» **CONSEGNA**
Nel testo sugli aiuti di stato nei servizi ICT, a quanto ammontava in tutto il contributo contestato e come si suddivideva?

» **TESTO DI PARTENZA**
----

Aiuti di stato e affidamenti in house nei servizi ICT

La sentenza del T.A.R. Lazio, Roma, sez. III bis, 13 agosto 2019, n. 10528 interviene nel definire i lineamenti delle società in house e l’erogazione di contributi alle stesse.

Nel caso di specie, un’erogazione di contributo per complessivi di 27 milioni («13 milioni di euro per il supercalcolo e 14 milioni di euro per servizi») per attività e servizi (informatici connessi alla gestione dei procedimenti dell’Amministrazione erogante, quali la progettazione di appositi portali tematici e di banche dati, l’informatizzazione dei processi e la loro dematerializzazione) volendo (su indicazione del ricorrente, società operante nel settore della progettazione e dello sviluppo di sistemi software ad elevato contenuto tecnologico) accertare l’illegittimità in quanto «aiuto di stato», sostanzialmente erogati al buio, senza alcuna motivazione e senza gara alcuna, in violazione delle disposizioni del Trattato sull’Unione europea e del Trattato sul funzionamento dell’Unione europea (ex art. 107 e 108 Tfue).

Quanto alla legitimatio ad causam [1], il Tribunale la rinviene dal fatto che il ricorrente:

  • opera e si confronta nello stesso mercato, essendo un operatore economico specializzato nella realizzazione e nello sviluppo di sistemi di software a elevato contenuto tecnologico e che, al pari del soggetto in house, offre sul mercato software gestionali e non solo nello specifico settore in cui opera quel comparto della P.A., ma anche di tutte le PP.AA.;
  • per l’attività concernente il supercalcolo, essendo necessari investimenti e know-how di specializzazione professionale di elevato livello, in mancanza di una puntuale rendicontazione e di una conseguente rigida separazione contabile in ordine alle singole attività svolte dall’assegnatario della risorsa, il relativo contributo potrebbe, in realtà, finire per finanziare, in concreto, la diversa attività svolta dal medesimo soggetto nell’ambito dell’elaborazione dei sistemi informatici per la P.A. erogante, falsando – in modo non apparente – quel mercato che interessa in modo diretto e immediato, concretizzando il rischio del sussidio incrociato.

Si tratterebbe di un’evidente alterazione delle regole concorrenziali, assegnando in modo indiscriminato una posizione di vantaggio, con pregiudizio delle sorte dell’impresa privata: gli aiuti concessi sotto qualsiasi forma che, favorendo talune imprese o talune produzioni, falsano o minacciano di falsare la concorrenza (o forse, direbbero alcuni, in modo sleale).

In termini diversi, attraverso l’erogazione di un contributo viene by-passata l’attività negoziale di individuazione del contraente (privato) in grado di fornire determinati servizi alla P.A., senza alcun genere di mediazione del libero mercato: donde deriva, per la società ricorrente, una posizione giuridica differenziata rispetto alla restante platea degli operatori economici di impresa attiva nel comparto dell’Information and Communication Technology (ICT).

----

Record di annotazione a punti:
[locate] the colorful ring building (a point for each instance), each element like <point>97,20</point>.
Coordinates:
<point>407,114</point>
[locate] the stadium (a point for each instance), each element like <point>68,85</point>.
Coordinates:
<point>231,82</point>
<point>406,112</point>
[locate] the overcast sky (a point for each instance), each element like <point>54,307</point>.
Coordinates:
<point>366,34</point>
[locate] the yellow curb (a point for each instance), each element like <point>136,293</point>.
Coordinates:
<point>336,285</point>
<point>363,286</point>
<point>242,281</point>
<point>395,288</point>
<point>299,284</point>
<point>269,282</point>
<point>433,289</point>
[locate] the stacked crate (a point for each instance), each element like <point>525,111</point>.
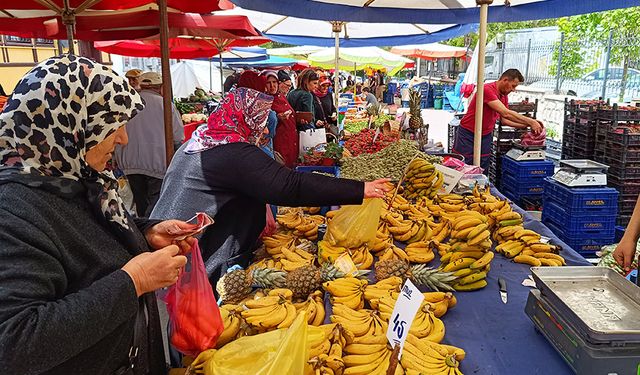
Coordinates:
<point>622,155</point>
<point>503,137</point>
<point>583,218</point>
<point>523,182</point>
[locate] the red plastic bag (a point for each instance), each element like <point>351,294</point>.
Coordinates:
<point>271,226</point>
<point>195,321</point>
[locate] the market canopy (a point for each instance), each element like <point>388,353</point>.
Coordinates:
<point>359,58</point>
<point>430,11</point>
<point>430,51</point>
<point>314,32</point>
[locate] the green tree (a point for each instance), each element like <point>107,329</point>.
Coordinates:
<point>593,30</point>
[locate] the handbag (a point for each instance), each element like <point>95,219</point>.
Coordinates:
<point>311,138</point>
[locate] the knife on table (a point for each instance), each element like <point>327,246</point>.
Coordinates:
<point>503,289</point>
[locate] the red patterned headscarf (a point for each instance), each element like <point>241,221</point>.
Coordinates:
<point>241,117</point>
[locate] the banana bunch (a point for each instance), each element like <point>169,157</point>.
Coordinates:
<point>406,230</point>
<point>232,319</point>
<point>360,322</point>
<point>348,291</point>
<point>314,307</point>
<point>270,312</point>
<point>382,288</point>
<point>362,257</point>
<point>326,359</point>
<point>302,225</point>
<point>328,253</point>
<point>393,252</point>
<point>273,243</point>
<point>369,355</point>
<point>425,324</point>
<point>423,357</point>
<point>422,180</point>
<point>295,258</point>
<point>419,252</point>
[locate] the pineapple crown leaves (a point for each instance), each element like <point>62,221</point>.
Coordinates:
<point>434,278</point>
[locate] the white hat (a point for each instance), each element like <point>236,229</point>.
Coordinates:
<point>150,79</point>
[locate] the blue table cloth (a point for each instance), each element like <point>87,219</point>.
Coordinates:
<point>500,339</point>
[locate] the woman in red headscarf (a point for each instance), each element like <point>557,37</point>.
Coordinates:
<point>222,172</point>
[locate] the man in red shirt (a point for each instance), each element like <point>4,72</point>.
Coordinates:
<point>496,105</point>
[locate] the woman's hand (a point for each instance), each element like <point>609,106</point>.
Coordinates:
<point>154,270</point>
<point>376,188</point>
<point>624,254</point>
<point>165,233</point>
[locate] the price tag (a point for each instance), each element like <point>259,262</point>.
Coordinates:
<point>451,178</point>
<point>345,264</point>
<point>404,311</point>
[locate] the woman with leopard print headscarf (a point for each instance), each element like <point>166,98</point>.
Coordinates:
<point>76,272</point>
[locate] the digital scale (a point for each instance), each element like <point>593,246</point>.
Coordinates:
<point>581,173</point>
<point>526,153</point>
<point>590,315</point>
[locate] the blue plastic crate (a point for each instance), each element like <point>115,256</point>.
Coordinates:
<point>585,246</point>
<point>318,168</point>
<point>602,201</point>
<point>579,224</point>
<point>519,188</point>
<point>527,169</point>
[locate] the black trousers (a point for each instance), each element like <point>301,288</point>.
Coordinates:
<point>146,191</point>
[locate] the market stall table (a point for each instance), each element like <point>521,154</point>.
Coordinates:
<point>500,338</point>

----

» **SOLUZIONE**
A 27 milioni: 13 milioni di euro per il supercalcolo e 14 milioni di euro per servizi.